## WHAT YOU HAVE TO DO
Could you filter the records below and return each line that holds "wall"?

## DATA PROVIDED
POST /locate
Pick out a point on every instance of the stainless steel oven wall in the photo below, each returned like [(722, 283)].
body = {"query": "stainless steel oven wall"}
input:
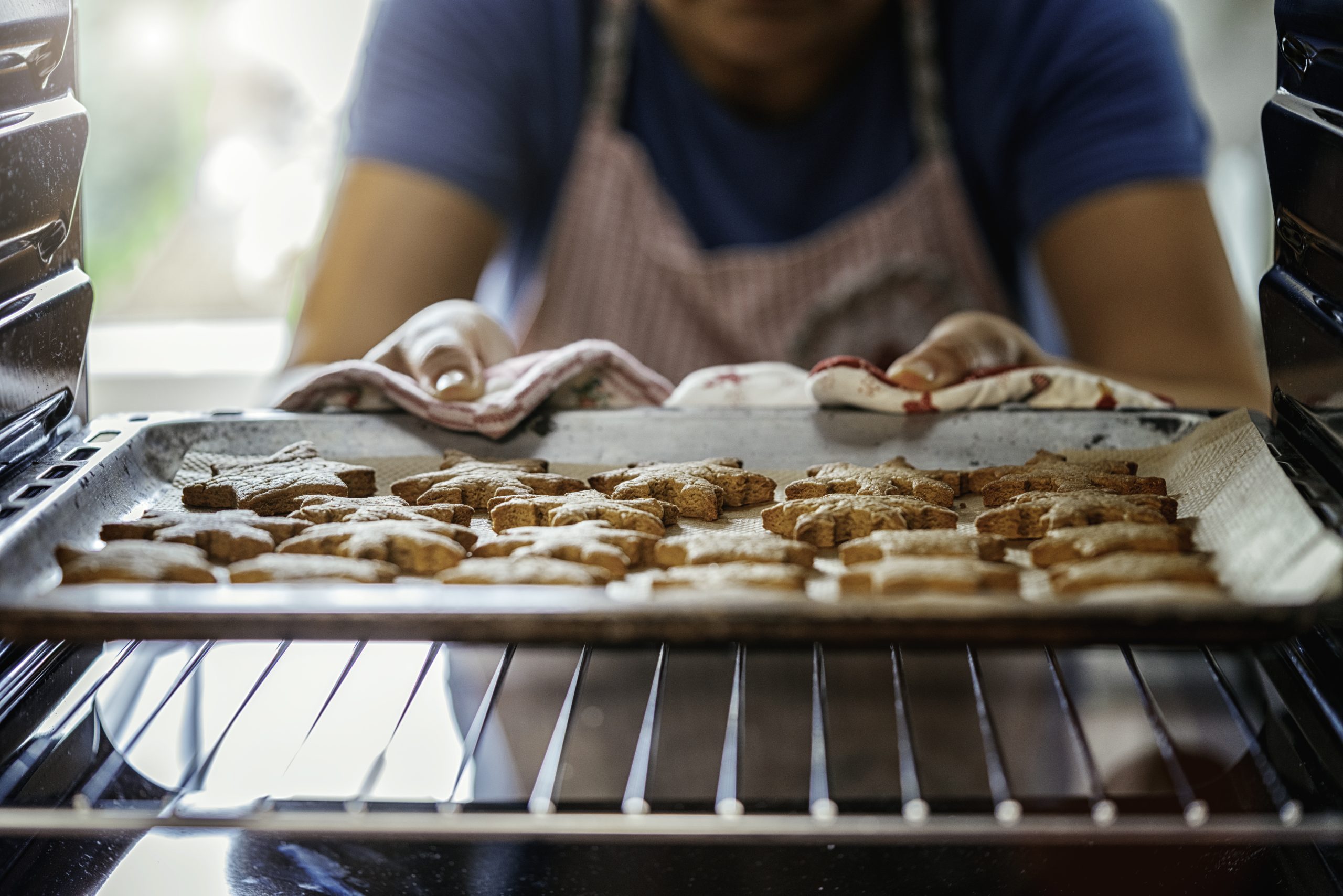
[(45, 296), (1302, 297)]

## RESPONSE BOX
Pick out a point on every instance of the stainless steel oven wall in the photo below, each returned like [(722, 283)].
body = {"query": "stainless steel oven wall"}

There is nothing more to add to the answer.